● **Source document**
The Latest from Iran (17 June): "So What?" News --- Ahmadinejad to Leave Politics

See also Iran 1st-Hand: Sanctions Are Hurting The Iranians Who Welcomed Me...And That's Good
Remember Iran: An EA Special --- Three Years Ago Today, A Silent March
Remember Iran Flashback: 17 June 2009 Live Coverage --- Political Prisoners, A "Blinded" Media, and A Rally in 7 Tir Square
The Latest from Iran (16 June): Preparing for the Nuclear Talks


1513 GMT: Labour Front. Ten thousand Iranian factory workers from five provinces have petitioned against subsidy cuts and demanded wage increases to match the rate of inflation.

The Free Iranian Workers Syndicate organised the petition, which cites the lack of job security, lay-offs and factory closures and demands "an increase in the minimum wage commensurate with the rate of inflation, the implementation of insurance legislation for construction workers, the elimination of contracting companies in exchange for a system that gives workers direct and permanent contracts, and the creation of mechanisms to assure the timely payment of wages".

● **Objective 1**
In the Iran news update, which group organized the factory workers' petition?
● **Objective 2**
Please carry on the Iran news update from the point where it stops.

● **Material shown**
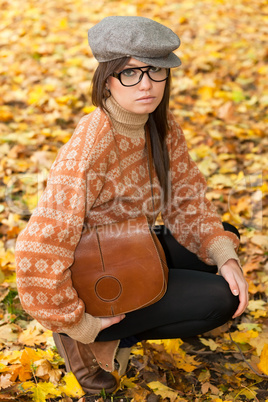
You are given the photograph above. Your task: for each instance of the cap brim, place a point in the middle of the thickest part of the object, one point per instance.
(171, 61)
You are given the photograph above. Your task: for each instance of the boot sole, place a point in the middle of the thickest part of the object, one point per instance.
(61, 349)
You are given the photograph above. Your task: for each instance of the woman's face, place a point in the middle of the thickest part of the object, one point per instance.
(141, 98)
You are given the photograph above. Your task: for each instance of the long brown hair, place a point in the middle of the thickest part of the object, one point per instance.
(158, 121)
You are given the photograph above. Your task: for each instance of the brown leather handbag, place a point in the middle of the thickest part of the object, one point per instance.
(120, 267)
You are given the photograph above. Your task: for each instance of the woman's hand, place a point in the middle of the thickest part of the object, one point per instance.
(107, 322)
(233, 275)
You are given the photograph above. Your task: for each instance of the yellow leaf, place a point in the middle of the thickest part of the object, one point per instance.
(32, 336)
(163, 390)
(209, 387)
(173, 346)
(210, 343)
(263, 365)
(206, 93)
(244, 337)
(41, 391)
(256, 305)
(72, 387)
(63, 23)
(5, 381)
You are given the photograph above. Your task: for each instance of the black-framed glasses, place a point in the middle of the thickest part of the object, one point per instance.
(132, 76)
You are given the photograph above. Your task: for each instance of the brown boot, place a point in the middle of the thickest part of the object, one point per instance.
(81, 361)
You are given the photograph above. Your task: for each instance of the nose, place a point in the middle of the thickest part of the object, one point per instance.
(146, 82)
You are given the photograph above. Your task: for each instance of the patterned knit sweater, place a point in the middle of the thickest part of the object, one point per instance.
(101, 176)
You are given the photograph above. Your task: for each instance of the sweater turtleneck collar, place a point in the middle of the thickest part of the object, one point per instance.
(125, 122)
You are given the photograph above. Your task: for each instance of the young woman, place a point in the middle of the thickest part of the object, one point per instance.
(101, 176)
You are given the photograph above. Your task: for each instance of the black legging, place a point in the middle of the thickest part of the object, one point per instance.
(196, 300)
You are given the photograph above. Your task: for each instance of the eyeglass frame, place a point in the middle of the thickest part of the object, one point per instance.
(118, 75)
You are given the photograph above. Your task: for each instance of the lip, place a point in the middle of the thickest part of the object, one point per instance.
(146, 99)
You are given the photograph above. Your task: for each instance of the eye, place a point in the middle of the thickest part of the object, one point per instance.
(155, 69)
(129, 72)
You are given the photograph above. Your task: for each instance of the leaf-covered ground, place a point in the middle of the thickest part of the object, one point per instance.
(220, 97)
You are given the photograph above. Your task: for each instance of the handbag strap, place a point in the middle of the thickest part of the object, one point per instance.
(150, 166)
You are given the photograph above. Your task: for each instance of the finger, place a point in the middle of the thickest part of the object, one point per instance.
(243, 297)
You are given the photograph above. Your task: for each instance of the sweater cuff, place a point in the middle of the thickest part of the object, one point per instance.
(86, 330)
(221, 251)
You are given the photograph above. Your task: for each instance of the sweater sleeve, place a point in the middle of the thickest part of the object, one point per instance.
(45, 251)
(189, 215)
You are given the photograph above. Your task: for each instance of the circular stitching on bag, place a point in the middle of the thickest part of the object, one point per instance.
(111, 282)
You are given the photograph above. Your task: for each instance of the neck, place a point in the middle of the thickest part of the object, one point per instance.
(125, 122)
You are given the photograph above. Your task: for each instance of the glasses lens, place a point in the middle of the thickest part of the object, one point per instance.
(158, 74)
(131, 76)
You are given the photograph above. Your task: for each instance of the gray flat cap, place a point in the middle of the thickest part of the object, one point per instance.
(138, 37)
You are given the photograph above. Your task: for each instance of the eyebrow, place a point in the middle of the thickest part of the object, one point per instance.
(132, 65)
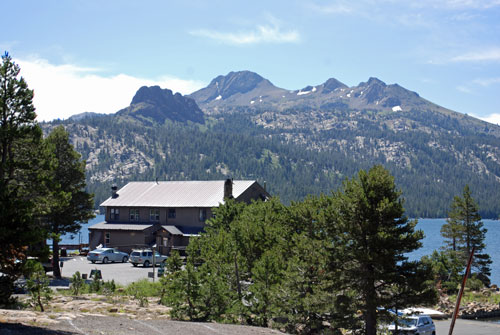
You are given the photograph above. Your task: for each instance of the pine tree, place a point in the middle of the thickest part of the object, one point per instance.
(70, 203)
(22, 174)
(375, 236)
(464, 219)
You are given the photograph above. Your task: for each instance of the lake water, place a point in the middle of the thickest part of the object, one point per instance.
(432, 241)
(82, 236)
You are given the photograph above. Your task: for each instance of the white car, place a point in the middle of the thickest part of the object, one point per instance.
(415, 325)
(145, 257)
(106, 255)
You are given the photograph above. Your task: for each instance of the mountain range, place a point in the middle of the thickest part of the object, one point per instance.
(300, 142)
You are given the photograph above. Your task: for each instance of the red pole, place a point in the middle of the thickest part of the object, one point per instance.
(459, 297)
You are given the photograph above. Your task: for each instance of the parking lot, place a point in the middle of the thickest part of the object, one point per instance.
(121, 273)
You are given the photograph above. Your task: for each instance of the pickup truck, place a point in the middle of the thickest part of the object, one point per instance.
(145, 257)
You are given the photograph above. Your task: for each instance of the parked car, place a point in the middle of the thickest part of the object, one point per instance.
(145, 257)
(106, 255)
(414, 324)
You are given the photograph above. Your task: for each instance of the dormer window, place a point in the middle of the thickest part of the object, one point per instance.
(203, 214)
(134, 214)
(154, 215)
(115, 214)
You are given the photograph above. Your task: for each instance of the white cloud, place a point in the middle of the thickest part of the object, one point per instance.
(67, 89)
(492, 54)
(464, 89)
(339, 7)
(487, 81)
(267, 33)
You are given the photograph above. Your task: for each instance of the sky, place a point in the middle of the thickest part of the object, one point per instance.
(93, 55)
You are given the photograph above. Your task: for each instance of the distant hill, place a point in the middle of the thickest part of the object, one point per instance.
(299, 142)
--
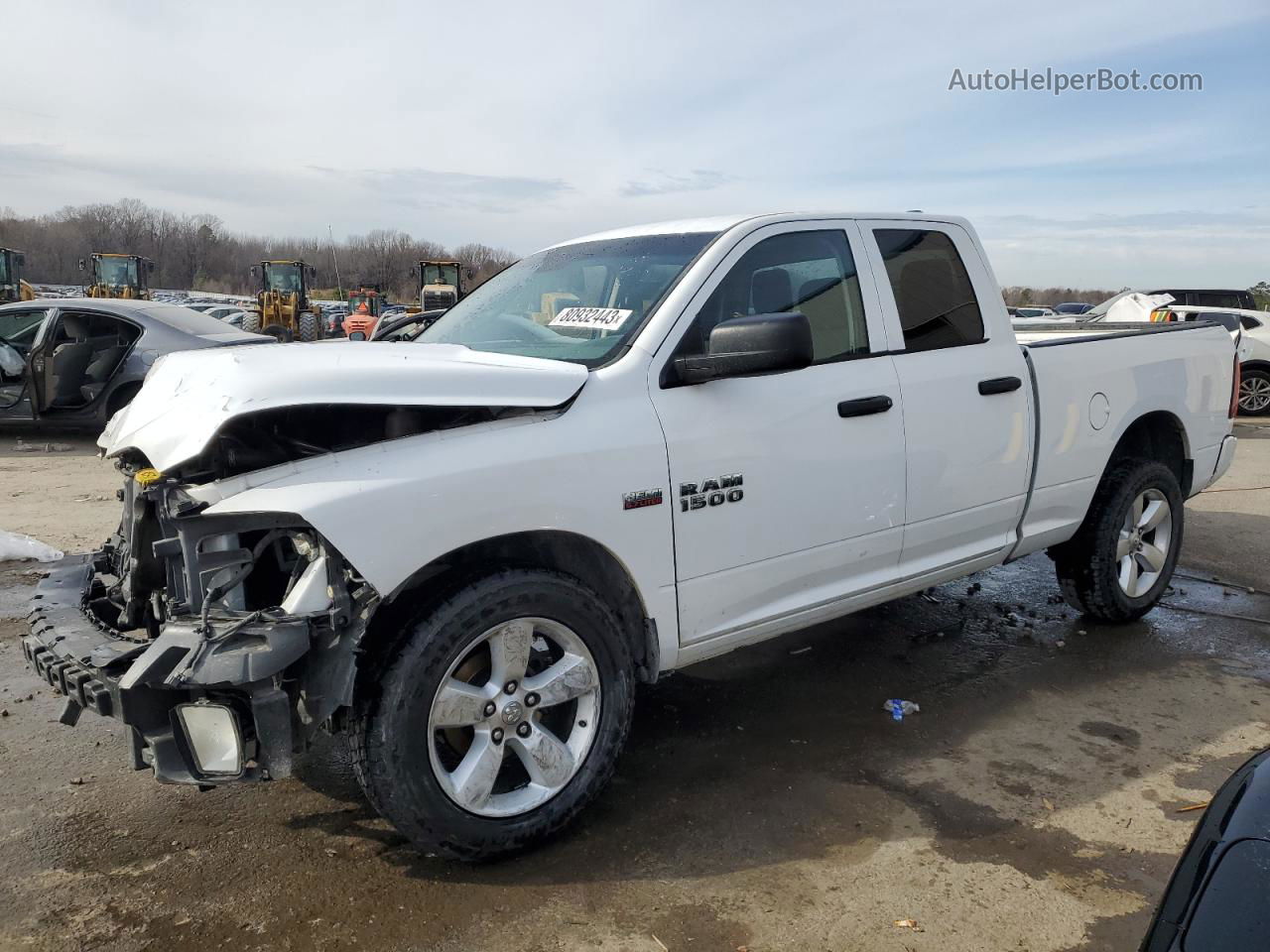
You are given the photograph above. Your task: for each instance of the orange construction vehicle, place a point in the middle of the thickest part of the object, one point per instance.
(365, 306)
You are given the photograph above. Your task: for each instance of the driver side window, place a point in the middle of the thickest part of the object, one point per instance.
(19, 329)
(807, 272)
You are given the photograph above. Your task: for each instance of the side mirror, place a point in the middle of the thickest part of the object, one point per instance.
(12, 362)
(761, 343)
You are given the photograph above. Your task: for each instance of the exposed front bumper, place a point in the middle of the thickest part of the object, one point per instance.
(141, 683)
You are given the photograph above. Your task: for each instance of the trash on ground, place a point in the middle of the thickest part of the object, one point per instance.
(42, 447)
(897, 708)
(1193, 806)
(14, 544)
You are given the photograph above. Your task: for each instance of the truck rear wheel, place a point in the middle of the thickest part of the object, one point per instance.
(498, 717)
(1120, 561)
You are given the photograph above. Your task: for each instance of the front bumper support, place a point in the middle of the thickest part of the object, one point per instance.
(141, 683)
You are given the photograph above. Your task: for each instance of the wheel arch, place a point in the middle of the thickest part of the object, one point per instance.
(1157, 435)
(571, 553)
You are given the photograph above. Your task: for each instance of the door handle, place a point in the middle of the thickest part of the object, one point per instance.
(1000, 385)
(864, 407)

● **Right answer 1**
The Free Iranian Workers Syndicate.

● **Right answer 2**
1403 GMT: Clerical Intervention. Ayatollah Dastgheib has asserted, "Our people are politically and religiously disenfranchised." He criticised authorities for presenting this flawed system as one leading the world.

1342 GMT: Plot Watch. Minister of Intelligence Heydar Moslehi has said about 20 suspects have been arrested for their links to assassinations of Iranian nuclear scientists.

Moslehi claimed the suspects moved between Iran and Israel through an unnamed neighbouring country.

Last week Iran announced it had made arrests in the cases of the January 2012 assassination of Mostafa Ahmadi Roshan and the November 2010 killing of Majid Shariari. Last month Majid Jamali Fashi, a former kickboxer, was executed for his alleged role as an Israeli spy in the January 2010 assassination of scientist Masoud Alimohammadi.

1337 GMT: Political Prisoner Watch. Alireza Rajaei, a journalist and senior member of the Nationalist-Religious Alliance, has been given a four-year sentence.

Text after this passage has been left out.